**EXERCISES TO COMPLETE**
1. Name every ensemble that the passage on Penderecki's Canticum Canticorum Salomonis says took part in the premiere.
2. Retype the passage on Penderecki's Canticum Canticorum Salomonis from "The composition was" to "choir and orchestra.".

BEGIN PASSAGE GIVEN

Canticum Canticorum Salomonis is a choral composition by Polish composer Krzysztof Penderecki. It was finished in 1973.

Composition 

The composition was commissioned by the Gulbenkian Foundation and took Penderecki from 1970 to 1973 to finish it. It was premiered in Lisbon on June 5, 1973. Werner Andreas Albert conducted the Gulbenkian Orchestra and Les Percussions de Strasbourg, together with the NCRV Vocal Ensemble, which considered the composition too difficult to be performed. It is dedicated to Emil Breisach and was published by the Polish Music Publishing House and Schott Music.

Analysis 

The composition, which is in one movement, takes approximately 16 minutes to perform, and uses an erotic text which is extracted from the Song of Songs. It is scored for a 16-voice choir and orchestra.

END PASSAGE GIVEN
BEGIN DATA

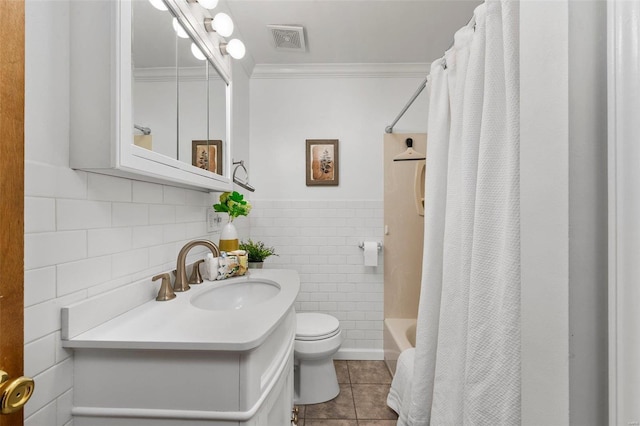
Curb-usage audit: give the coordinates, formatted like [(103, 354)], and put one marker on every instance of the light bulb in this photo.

END DATA

**RESULTS OF THE TASKS**
1.
Gulbenkian Orchestra
Les Percussions de Strasbourg
NCRV Vocal Ensemble

2.
The composition was commissioned by the Gulbenkian Foundation and took Penderecki from 1970 to 1973 to finish it. It was premiered in Lisbon on June 5, 1973. Werner Andreas Albert conducted the Gulbenkian Orchestra and Les Percussions de Strasbourg, together with the NCRV Vocal Ensemble, which considered the composition too difficult to be performed. It is dedicated to Emil Breisach and was published by the Polish Music Publishing House and Schott Music.

Analysis 

The composition, which is in one movement, takes approximately 16 minutes to perform, and uses an erotic text which is extracted from the Song of Songs. It is scored for a 16-voice choir and orchestra.